## What is expected
Could you output, word for word, the stretch of the hernia repair excerpt from "We found that" through "nor during post-surgery."?

## Document excerpt
╔══

Thus, we can infer that although the testicular resistance index values are elevated, there is no clinical relation to infertility; however, in our study only patients having a unilateral hernia were included. In 2011, Hallen et al. [23] made a prospective study to determine infertility after bilateral inguinal hernia repair. Patients were asked to answer a questionnaire on the involuntary lack of children, if they had been previously studied for infertility problems and the number of descendants before and after inguinal hernia repair. Group 1 of this study included 192 subjects aged 18–55 years who were operated without a mesh; group II included 384 patients operated with a mesh and group III, 384 health subjects. The three groups were compared. The results from this study do not favor the hypothesis that the reparation of the bilateral inguinal hernia with a mesh prosthesis causes male infertility in a higher proportion than the reparation without a mesh. However, this study was only based upon a questionnaire. In 2005, Shin et al. [24] reported the multi-institutional experience in men with secondary infertility after the reparation of the inguinal hernia using a propylene mesh. They found that in eight institutions in the United States, there were a total of 14 cases of secondary azoospermia due to the obstruction of the deferent spermatic conducts, related to the inguinal hernia repair using a propylene mesh. The mean average age of the patients included in this study was of 35.5 years, with a mean duration of infertility of 1.8 years. The number of years between the urologic evaluation and the hernioplasty was of 6.3 years. The type of reparation employed had been: open (10), laparoscopic (2), or both (2). Nine patients showed bilateral obstruction and five unilateral obstruction with contralateral testicular atrophy or with obstruction of the epididymis. The surgical exploration revealed a fibroblast response surrounding the propylene mesh that integrated the vas deferens in all patients.

We found that when the pre- and post-surgery measurements were taken in the affected side, there were no differences in the values, and a long-term measurement could let us know if values improved or worsened.

Conclusion

There are no intra-testicular perfusion differences caused by the presence of hernia, nor during post-surgery.

╚══

## Recorded data
╔══

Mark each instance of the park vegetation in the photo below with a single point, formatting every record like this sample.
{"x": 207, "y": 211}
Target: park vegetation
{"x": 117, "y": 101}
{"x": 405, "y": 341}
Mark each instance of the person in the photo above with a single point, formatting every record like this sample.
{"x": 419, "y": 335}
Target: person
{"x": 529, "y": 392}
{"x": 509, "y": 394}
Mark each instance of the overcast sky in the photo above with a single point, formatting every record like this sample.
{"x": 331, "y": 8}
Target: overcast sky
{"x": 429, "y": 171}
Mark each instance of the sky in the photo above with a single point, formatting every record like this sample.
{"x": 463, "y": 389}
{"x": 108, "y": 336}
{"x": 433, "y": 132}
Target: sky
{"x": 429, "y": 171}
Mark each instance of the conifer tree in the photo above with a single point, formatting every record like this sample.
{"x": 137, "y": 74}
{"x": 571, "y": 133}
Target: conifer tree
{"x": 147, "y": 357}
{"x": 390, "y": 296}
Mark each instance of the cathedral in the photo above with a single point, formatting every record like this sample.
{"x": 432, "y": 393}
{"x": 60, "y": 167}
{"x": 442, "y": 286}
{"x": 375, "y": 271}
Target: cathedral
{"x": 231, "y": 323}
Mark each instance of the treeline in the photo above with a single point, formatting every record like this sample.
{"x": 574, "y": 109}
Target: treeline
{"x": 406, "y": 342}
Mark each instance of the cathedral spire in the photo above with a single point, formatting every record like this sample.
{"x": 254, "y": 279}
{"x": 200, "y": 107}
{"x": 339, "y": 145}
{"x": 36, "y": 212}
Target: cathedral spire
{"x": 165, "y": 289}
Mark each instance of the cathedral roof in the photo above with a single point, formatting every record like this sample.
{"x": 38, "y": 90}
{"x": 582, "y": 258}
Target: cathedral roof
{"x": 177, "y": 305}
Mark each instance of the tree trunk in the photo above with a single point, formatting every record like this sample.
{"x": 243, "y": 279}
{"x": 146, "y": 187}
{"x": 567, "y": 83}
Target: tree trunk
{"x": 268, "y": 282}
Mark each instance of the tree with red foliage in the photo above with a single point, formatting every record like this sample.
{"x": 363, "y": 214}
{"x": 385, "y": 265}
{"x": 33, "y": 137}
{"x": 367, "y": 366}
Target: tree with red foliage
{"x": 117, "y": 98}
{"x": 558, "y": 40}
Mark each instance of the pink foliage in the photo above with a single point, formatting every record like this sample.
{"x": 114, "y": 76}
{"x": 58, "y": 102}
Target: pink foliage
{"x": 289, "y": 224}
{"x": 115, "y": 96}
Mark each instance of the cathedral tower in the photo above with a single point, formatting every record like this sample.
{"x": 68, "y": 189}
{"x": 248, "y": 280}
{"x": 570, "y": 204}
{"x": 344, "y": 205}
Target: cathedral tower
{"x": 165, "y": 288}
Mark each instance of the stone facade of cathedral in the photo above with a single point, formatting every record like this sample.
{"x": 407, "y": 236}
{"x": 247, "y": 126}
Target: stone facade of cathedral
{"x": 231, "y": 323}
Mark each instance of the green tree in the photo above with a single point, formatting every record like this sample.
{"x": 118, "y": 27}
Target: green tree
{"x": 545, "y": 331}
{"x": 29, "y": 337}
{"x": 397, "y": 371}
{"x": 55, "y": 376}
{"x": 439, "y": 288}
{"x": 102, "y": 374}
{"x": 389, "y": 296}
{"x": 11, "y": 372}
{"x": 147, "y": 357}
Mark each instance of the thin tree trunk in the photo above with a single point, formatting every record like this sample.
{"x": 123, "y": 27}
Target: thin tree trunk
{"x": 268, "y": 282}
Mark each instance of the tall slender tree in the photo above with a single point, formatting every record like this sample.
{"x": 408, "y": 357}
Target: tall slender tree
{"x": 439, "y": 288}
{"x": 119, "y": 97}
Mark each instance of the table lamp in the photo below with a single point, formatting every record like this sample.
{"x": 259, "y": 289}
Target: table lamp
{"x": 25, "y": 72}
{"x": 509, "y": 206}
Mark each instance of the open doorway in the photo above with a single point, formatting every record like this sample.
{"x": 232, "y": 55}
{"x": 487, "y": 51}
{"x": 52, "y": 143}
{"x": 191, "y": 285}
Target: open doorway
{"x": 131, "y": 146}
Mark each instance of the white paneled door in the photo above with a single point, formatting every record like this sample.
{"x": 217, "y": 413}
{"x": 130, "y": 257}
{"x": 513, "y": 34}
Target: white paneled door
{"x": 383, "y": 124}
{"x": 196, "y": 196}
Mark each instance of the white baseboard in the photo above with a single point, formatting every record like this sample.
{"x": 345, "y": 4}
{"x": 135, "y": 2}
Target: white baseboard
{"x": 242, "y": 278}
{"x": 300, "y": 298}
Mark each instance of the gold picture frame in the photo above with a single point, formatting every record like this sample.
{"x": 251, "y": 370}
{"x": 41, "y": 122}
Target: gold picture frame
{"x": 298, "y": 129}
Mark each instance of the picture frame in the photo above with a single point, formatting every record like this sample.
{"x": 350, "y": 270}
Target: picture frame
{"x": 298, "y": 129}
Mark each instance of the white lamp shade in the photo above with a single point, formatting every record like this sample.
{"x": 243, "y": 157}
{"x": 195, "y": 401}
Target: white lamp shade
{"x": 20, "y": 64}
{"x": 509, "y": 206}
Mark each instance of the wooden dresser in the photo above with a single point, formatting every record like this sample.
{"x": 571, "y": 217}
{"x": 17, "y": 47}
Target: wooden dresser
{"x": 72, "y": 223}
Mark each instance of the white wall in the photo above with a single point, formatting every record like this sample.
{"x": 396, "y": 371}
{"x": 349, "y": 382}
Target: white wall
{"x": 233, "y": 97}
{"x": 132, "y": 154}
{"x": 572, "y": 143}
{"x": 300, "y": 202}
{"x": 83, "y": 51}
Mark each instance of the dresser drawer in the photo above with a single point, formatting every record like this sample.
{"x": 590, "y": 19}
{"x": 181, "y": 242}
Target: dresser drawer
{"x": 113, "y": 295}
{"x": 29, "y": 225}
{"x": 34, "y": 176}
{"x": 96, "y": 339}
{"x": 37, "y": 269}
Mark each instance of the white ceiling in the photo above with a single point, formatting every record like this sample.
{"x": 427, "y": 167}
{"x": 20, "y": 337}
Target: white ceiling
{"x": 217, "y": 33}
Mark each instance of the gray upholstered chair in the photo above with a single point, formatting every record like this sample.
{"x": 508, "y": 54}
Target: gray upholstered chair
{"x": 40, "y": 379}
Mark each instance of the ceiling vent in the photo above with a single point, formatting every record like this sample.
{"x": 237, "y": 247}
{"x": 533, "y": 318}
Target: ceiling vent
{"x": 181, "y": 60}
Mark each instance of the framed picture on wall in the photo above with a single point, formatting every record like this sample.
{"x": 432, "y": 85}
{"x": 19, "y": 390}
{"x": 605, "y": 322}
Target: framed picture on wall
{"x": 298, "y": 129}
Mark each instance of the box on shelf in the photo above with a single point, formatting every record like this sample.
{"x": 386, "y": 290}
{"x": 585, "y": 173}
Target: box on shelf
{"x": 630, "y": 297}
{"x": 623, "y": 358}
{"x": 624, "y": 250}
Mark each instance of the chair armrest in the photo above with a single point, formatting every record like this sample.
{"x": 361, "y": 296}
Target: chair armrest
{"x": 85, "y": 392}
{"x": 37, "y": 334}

╚══

## Written answer
We found that when the pre- and post-surgery measurements were taken in the affected side, there were no differences in the values, and a long-term measurement could let us know if values improved or worsened.

Conclusion

There are no intra-testicular perfusion differences caused by the presence of hernia, nor during post-surgery.